Data items:
○ ○ ○ ○

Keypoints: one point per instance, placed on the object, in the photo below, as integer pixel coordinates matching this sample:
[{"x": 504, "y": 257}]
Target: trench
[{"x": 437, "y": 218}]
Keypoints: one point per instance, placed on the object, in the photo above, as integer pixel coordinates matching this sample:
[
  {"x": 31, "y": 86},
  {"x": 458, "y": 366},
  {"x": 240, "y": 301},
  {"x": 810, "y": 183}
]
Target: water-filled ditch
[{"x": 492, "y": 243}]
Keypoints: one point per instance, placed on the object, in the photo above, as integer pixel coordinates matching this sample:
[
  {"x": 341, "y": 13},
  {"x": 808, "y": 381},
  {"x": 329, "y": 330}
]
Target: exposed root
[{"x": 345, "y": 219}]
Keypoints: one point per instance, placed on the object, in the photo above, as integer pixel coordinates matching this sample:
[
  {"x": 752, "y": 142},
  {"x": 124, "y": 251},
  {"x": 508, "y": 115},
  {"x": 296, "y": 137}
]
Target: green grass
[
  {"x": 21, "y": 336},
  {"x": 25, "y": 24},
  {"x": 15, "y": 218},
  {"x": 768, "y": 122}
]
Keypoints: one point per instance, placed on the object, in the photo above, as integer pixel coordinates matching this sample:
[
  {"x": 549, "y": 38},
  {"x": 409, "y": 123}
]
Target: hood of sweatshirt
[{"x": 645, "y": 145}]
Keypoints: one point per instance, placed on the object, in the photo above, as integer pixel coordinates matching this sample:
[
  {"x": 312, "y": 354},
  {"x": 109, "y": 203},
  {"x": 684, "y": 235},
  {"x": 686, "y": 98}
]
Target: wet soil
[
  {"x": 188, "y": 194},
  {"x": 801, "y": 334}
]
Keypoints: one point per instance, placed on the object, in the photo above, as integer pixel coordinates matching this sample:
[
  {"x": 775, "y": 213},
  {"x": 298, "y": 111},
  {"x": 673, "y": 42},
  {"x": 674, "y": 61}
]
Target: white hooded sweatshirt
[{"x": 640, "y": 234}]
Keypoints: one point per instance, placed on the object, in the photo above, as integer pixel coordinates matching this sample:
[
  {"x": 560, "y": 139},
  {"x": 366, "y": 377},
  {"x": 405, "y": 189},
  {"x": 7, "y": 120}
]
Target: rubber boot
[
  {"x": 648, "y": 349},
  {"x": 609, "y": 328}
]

○ ○ ○ ○

The task =
Each line above is to be repeated exactly.

Response to the task =
Keypoints: one point per instance, placed on the object, in the photo below, as integer pixel coordinates matching this sample:
[{"x": 504, "y": 257}]
Target: trench
[{"x": 437, "y": 218}]
Keypoints: one point per instance, placed on the object, in the photo above, as integer pixel coordinates matching this sample:
[
  {"x": 31, "y": 86},
  {"x": 458, "y": 366},
  {"x": 240, "y": 301},
  {"x": 810, "y": 183}
]
Target: water-filled ditch
[{"x": 492, "y": 243}]
Keypoints: one point per instance, placed on the object, in the photo above, as integer pixel coordinates matching this sample:
[
  {"x": 341, "y": 13},
  {"x": 808, "y": 381},
  {"x": 329, "y": 330}
]
Target: exposed root
[{"x": 345, "y": 219}]
Keypoints: one point per instance, placed on the object, in the photo above, as integer pixel coordinates matching this sample:
[
  {"x": 752, "y": 142},
  {"x": 124, "y": 251},
  {"x": 508, "y": 115},
  {"x": 296, "y": 137}
]
Target: green grass
[
  {"x": 21, "y": 336},
  {"x": 25, "y": 24},
  {"x": 15, "y": 218},
  {"x": 768, "y": 122}
]
Keypoints: one point per instance, placed on the object, in the photo above, as integer pixel coordinates matching this sample:
[
  {"x": 549, "y": 38},
  {"x": 409, "y": 123}
]
Target: hood of sweatshirt
[{"x": 645, "y": 145}]
Keypoints: one point per instance, placed on the object, in the photo above, as integer pixel coordinates matching this sample:
[
  {"x": 312, "y": 354},
  {"x": 109, "y": 203},
  {"x": 684, "y": 235},
  {"x": 686, "y": 98}
]
Target: wet soil
[
  {"x": 188, "y": 194},
  {"x": 801, "y": 334}
]
Keypoints: one point per instance, placed on the object, in the photo above, as integer pixel coordinates matching this sample:
[
  {"x": 775, "y": 213},
  {"x": 298, "y": 111},
  {"x": 673, "y": 42},
  {"x": 674, "y": 61}
]
Target: white hooded sweatshirt
[{"x": 640, "y": 234}]
Keypoints: one point per instance, placed on the object, in the photo above, as integer pixel coordinates matching this sample:
[
  {"x": 560, "y": 139},
  {"x": 366, "y": 377},
  {"x": 405, "y": 189},
  {"x": 7, "y": 120}
]
Target: rubber boot
[
  {"x": 648, "y": 349},
  {"x": 609, "y": 328}
]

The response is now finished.